> [Input rows]:
Begin

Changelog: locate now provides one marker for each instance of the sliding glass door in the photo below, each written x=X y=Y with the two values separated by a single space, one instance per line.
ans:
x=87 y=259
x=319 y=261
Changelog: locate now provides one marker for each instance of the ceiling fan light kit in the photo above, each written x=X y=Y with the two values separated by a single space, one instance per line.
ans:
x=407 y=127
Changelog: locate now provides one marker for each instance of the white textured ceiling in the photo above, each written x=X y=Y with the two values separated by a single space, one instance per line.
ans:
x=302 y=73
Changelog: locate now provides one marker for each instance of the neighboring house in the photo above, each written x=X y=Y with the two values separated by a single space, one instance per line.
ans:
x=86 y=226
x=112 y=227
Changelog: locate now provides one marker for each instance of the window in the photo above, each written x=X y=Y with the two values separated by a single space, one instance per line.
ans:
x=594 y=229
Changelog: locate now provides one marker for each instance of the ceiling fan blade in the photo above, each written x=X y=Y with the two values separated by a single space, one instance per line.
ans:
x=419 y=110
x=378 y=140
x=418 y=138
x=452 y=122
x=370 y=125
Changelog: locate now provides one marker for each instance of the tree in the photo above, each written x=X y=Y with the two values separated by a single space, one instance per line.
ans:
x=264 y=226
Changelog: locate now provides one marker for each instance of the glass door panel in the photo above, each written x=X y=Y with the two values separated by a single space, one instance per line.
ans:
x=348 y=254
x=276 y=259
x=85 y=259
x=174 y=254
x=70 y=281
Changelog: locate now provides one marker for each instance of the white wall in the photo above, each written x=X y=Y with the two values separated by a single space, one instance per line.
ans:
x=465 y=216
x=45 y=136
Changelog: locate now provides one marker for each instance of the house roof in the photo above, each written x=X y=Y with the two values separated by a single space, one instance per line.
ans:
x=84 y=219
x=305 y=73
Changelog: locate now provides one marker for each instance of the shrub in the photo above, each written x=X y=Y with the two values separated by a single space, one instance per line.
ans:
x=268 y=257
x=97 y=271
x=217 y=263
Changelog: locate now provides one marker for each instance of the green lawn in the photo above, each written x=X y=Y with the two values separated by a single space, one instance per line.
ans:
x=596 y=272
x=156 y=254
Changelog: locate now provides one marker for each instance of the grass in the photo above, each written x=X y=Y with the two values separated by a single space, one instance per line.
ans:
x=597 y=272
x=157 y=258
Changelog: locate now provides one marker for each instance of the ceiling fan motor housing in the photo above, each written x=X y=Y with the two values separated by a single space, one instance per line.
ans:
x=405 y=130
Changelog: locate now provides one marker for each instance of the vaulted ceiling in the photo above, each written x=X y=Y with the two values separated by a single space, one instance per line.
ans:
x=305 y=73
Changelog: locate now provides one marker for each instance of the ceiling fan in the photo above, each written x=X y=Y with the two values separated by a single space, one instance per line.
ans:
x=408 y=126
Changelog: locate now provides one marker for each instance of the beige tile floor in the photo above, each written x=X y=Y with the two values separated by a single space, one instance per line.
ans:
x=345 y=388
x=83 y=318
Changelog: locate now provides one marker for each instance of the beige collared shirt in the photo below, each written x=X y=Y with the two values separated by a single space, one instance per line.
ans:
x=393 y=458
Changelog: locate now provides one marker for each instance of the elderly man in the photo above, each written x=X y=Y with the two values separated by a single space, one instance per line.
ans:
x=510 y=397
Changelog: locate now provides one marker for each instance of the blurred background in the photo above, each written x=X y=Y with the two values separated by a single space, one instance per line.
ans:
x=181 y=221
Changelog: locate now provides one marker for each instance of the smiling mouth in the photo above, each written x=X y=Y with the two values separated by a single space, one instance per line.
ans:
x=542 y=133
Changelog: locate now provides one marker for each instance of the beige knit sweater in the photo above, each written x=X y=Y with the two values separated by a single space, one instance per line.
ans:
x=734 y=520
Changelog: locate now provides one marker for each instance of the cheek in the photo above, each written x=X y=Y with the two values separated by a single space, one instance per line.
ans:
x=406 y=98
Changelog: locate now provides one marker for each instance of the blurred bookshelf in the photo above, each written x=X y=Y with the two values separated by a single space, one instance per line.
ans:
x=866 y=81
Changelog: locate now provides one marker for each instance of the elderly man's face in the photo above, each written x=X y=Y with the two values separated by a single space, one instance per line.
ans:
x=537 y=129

End

> [Written exercise]: Reproduce every record, matching each line exactly.

> [Task response]:
Changelog: locate now provides one marker for each instance of the sliding glass door in the photo below, each written x=X y=Y with the two values separated by a single space, one instance per line.
ans:
x=87 y=259
x=319 y=261
Changelog: locate now provides one marker for each instance of the ceiling fan light kit in the photo above, each written x=X y=Y with the two values separated by a single space, one instance per line.
ans:
x=407 y=127
Changelog: locate now provides one marker for each instance of the white textured ceiling in the photo above, each written x=X y=Y with the two values separated by a single space, one instance per line.
ans:
x=302 y=73
Changelog: locate now provides one marker for each instance of the neighboring house in the photo above, each written x=X y=Y with the two values separated by a single space, one instance per line.
ans:
x=86 y=226
x=112 y=227
Changelog: locate now provides one marker for each instance of the window in the photo above, each written x=X y=Y with the two values separated by a single space, one instance per line.
ans:
x=594 y=229
Changelog: locate now provides one marker for each instance of the ceiling fan blade in the photo above, each written x=X y=Y with the two values separated by a single space, one instance per line.
ans:
x=419 y=110
x=378 y=140
x=418 y=138
x=452 y=122
x=370 y=125
Changelog: locate now provides one marker for each instance of the tree in the photo above, each written x=X y=Y with the two values separated by a single space, one instance per line.
ans:
x=264 y=226
Changelog: locate now provides one marker for each instance of the glass door panel in the photo above, each written x=X y=Y with the two values separated by a single space, one instance per line.
ans:
x=348 y=254
x=276 y=259
x=85 y=259
x=174 y=254
x=70 y=281
Changelog: locate now provides one marker for each instance of the white wall in the photo above, each written x=X y=Y with the two values separated by a single space, one instance per line.
ans:
x=465 y=216
x=45 y=136
Changelog: locate now provides one marker for each instance of the house roof in the photo above, each written x=X y=Y with the two values separated by a single space, one instance per line.
ans:
x=84 y=219
x=305 y=73
Changelog: locate now provides one marker for each instance of the shrub in the photo above, each written x=X y=Y with the two values separated by a single space, one instance per line.
ans:
x=268 y=257
x=97 y=271
x=217 y=263
Changelog: locate now provides one marker for each instance of the green lawn in the photo above, each written x=X y=Y with the two values separated by a single space, one instance per line.
ans:
x=596 y=272
x=156 y=254
Changelog: locate now provides one marker for each instance of the grass in the photo above, each written x=X y=Y with the two values separated by a single space, one instance per line.
ans:
x=597 y=272
x=157 y=258
Changelog: locate now provides one marker for each instance of the ceiling fan motor housing in the photo above, each written x=X y=Y with the two values separated by a single space, one instance per line.
ans:
x=405 y=130
Changelog: locate now provides one marker for each instance of the vaulted ceiling in the photo above, each written x=X y=Y with the two values separated by a single space, one instance per line.
ans:
x=305 y=73
Changelog: locate now provides one marker for each instance of the ceiling fan in the photo above, each written x=X y=Y with the two values separated by a single space, one instance per line.
ans:
x=408 y=126
Changelog: locate now provides one marker for each instance of the beige tile floor in the photo above, each written x=X y=Y with the two values separated by a single space, one instance per line.
ans:
x=345 y=388
x=83 y=318
Changelog: locate now provides one marker for each instance of the beige collared shirt in the photo below, each written x=X y=Y with the two values separated by a single space, one instance per line.
ans:
x=393 y=458
Changelog: locate now provides one marker for each instance of the elderly man in the photo above, each written x=X y=Y with the two values separated by a single space, one instance per line.
ans:
x=510 y=397
Changelog: locate now provides one marker for each instance of the blurred background in the photo above, each written x=X y=Y with the two values separated by a single space, one instance per line.
ans:
x=181 y=221
Changelog: locate now provides one marker for each instance of the smiling mouth in the photo above, each written x=X y=Y with the two values separated by a single space, one instance per line.
ans:
x=542 y=133
Changelog: locate now provides one marker for each instance of the beige knit sweater in the photo above, each written x=X y=Y with the two values separated by a single space, one instance per line.
ans:
x=734 y=520
Changelog: locate now provides one marker for each instance of the cheek in the photo above, each written x=X y=Y with the two values separated by a single space, one instance per line.
ans:
x=406 y=98
Changelog: locate now provides one marker for each instance of the blurred bookshelf in the photo above, each written x=X y=Y with the two values separated by a single space, one instance per line.
ans:
x=866 y=81
Changelog: locate now provides one marker for each instance of the elderly man's face in the photo above, each written x=X y=Y with the two values separated by a single space, one instance per line.
ans:
x=537 y=129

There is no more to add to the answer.